Задания:
**A.** Согласуются ли с рассказом о колонне казаков утверждения (i), (ii) и (iii)? На каждое ответьте «да» или «нет» и приведите решающие слова рассказа точной цитатой.
(i) Лейтенант при обыске забрал у рассказчика все часы.
(ii) Конвойные мешали солдатам снимать с казаков сапоги.
(iii) Армейские лейтенанты относились к колонне не так, как пограничники.
**B.** Продолжите рассказ о колонне казаков, начав сразу после слов «нас заводят в зону».

Исходный текст:
========

Тимофеев Николай Семёнович
Шрифт:
Колонна подходит к окраине города, и начинается грабеж. Откуда-то из подворотен как тараканы выскакивают советские солдаты, теперь уже не разряженные для показа Европе пограничники, а наши обычные, грязные, обтрепанные, а иногда и оборванные красноармейцы, и набрасываются на идущих с краю казаков. Снимают сапоги. Конвойные этому никак не препятствуют, а наоборот, иногда помогают прикладами против пытающихся оказать сопротивление.
Я иду в середине колонны и считаю, что меня минет чаша сия. Не минула. Уже на выходе из города очередной мародер, маленький, щуплый, обтрепанный, ворвался в середину колонны, почему-то облюбовал меня, свалил на камни мостовой и, яростно матерясь, так как сапоги снимались туго, все-таки стащил их, бросил мне совершенно разорванные ботинки и скрылся. Дальше я шел босиком.
На огромном пустыре — сплошной обыск. Обыскивавший меня лейтенант отобрал у меня одни часы и забрал марки, которые я нашел в хорватском селе, в «удобствах во дворе». Филателист, мать его… Но одни часы он мне все-таки оставил. И за то спасибо.
Слышу возле себя дружный хохот. Оказывается, другой лейтенант нашел у казака три восточных медали за храбрость с мечами и позвал своих товарищей, вот, мол, храбрец, и заставил того надеть их на грудь. Соседние лейтенанты собрались кучкой и смеются. Потешаются.
Вообще же нужно сказать, что отношение к нам вот этих армейских лейтенантов было совсем не похожим на жестокое, можно даже сказать, зверское отношение пограничников. Видно, туда подбирались подходящие, особо надежные люди. Процедура закончена, нас заводят в зону.

========

Необработанные записи:

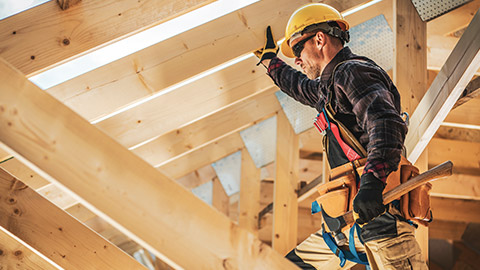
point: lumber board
(16, 254)
(451, 230)
(410, 57)
(471, 91)
(460, 134)
(202, 156)
(44, 36)
(445, 90)
(66, 4)
(467, 113)
(28, 176)
(53, 232)
(237, 116)
(458, 210)
(57, 196)
(462, 186)
(220, 198)
(285, 205)
(464, 155)
(174, 60)
(187, 104)
(119, 186)
(249, 194)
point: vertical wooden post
(220, 198)
(421, 233)
(410, 57)
(249, 194)
(285, 205)
(410, 72)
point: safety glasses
(298, 48)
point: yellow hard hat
(307, 15)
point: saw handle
(443, 170)
(439, 171)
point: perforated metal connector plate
(228, 171)
(373, 39)
(430, 9)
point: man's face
(306, 55)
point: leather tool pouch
(336, 196)
(415, 205)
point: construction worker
(362, 98)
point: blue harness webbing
(344, 255)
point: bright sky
(137, 42)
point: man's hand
(269, 50)
(368, 203)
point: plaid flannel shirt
(364, 99)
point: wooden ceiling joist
(53, 232)
(238, 116)
(187, 104)
(174, 60)
(16, 254)
(202, 156)
(471, 91)
(45, 35)
(458, 210)
(445, 90)
(118, 185)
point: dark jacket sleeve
(294, 83)
(376, 105)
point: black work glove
(269, 50)
(368, 203)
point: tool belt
(336, 196)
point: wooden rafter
(178, 58)
(285, 205)
(45, 35)
(53, 232)
(233, 118)
(445, 90)
(16, 254)
(120, 186)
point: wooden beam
(458, 210)
(65, 4)
(465, 155)
(57, 196)
(468, 113)
(285, 206)
(249, 194)
(462, 186)
(459, 134)
(410, 58)
(44, 36)
(28, 176)
(445, 90)
(220, 198)
(119, 186)
(189, 103)
(203, 156)
(169, 62)
(16, 254)
(53, 232)
(239, 115)
(471, 91)
(449, 230)
(198, 177)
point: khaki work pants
(393, 253)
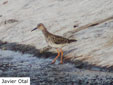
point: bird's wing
(59, 40)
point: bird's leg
(61, 58)
(56, 57)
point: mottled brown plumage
(54, 40)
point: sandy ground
(88, 21)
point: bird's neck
(45, 32)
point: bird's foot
(52, 62)
(61, 62)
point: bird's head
(39, 26)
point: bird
(54, 41)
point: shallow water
(41, 72)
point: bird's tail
(72, 40)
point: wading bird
(54, 41)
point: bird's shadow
(36, 53)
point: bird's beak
(33, 29)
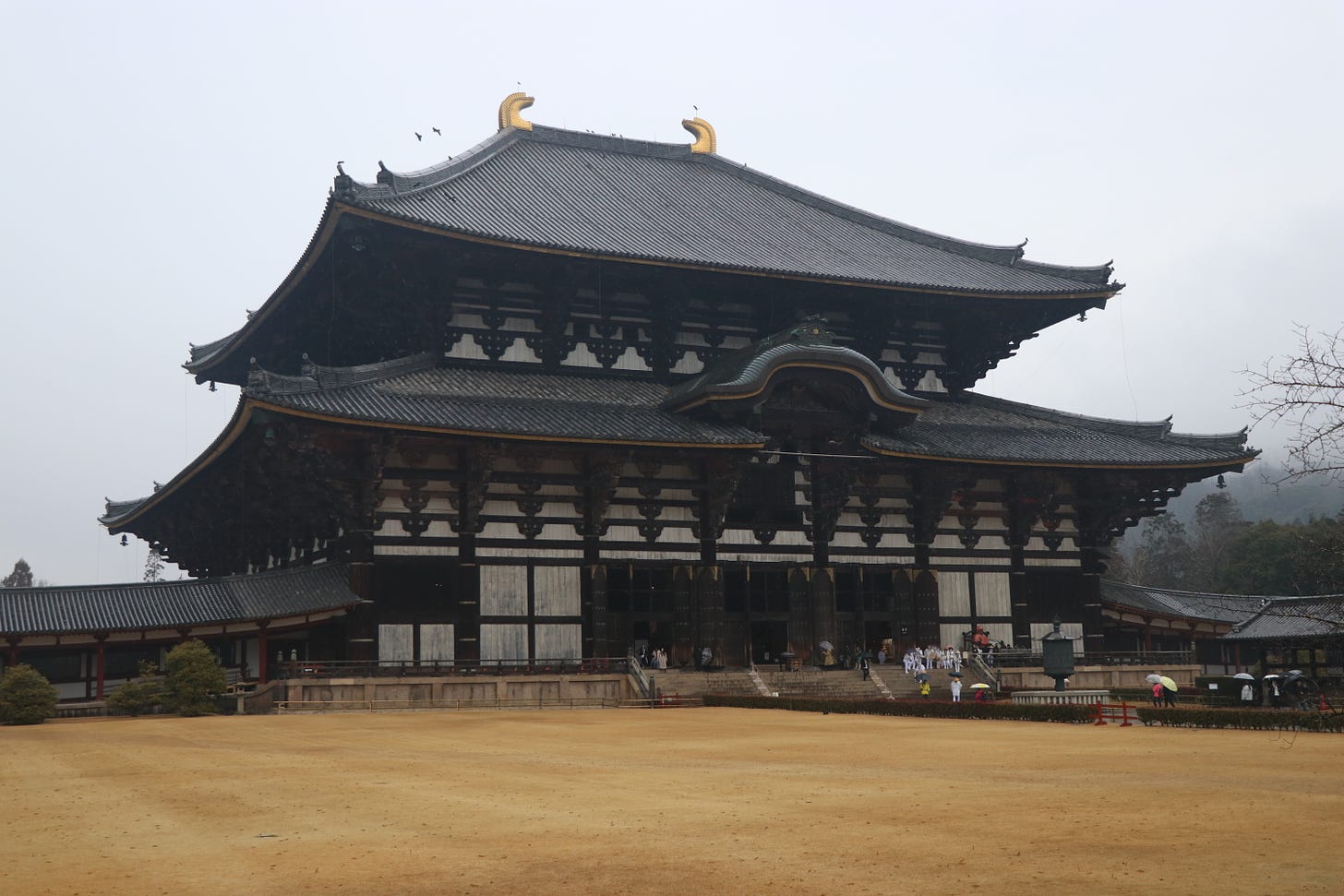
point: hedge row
(914, 708)
(1253, 719)
(1193, 718)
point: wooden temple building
(565, 395)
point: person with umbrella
(1276, 696)
(1168, 692)
(1247, 690)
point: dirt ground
(668, 801)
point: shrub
(917, 708)
(192, 678)
(26, 696)
(140, 696)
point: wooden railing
(385, 668)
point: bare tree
(1306, 391)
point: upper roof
(414, 395)
(1309, 618)
(581, 194)
(618, 197)
(171, 604)
(746, 372)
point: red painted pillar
(102, 666)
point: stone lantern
(1058, 656)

========

Ответы к заданиям:
**A.**
(i) Нет: «Но одни часы он мне все-таки оставил».
(ii) Нет: «Конвойные этому никак не препятствуют, а наоборот, иногда помогают прикладами против пытающихся оказать сопротивление».
(iii) Да: «отношение к нам вот этих армейских лейтенантов было совсем не похожим на жестокое, можно даже сказать, зверское отношение пограничников».

**B.**
Во всех советских средствах массовой информации, говоря о разных немецких зверствах, неоднократно подчеркивалось, что зачастую немцы содержали военнопленных не в устроенных лагерях, а под открытым небом, окружив какую-то территорию колючей проволокой. И поэтому немцы такие сякие, звери и палачи.
Наш теперешний лагерь был именно таким: огромная территория голой земли, окруженная проволокой, с пулеметами на вышках, то есть все это ничем не отличалось от тех же немецких «зверских лагерей».
Мне сказали, что в лагере было 30 тысяч человек, цифра эта вполне возможная, ибо всего англичанами было передано, по разным данным от 70 до 80 тысяч казаков, женщин и детей.
Располагались, кто как мог: кто в палатках, кто на голой земле. Из немецких треугольных плащ-палаток можно, соединяя их друг с другом, построить палатки разного размера и разной вместимости. У меня плащ-палатки не было, но место в палатке для меня нашлось.
Пожалованные мне Красной Армией ботинки абсолютно были не пригодны к носке, и я расхаживал босиком. Но недолго.
Наш огромный лагерь с многочисленным населением был по сути дела целым городом, и в этом городе был, конечно, базар. Базар большой, функционирующий чуть ли не круглые сутки, и на нем можно было купить что угодно, от портянок до золотых часов. Кстати, золотые часы ценились очень дешево, так как все понимали, что такая собственность была абсолютно ненадежной — не отобрали сейчас, отберут завтра.
Существовала и валютная единица: «у.е.» = одна сигарета. И я оказался богачом, у меня было около сотни сигарет, оставшихся после второй «жеребцовой» операции.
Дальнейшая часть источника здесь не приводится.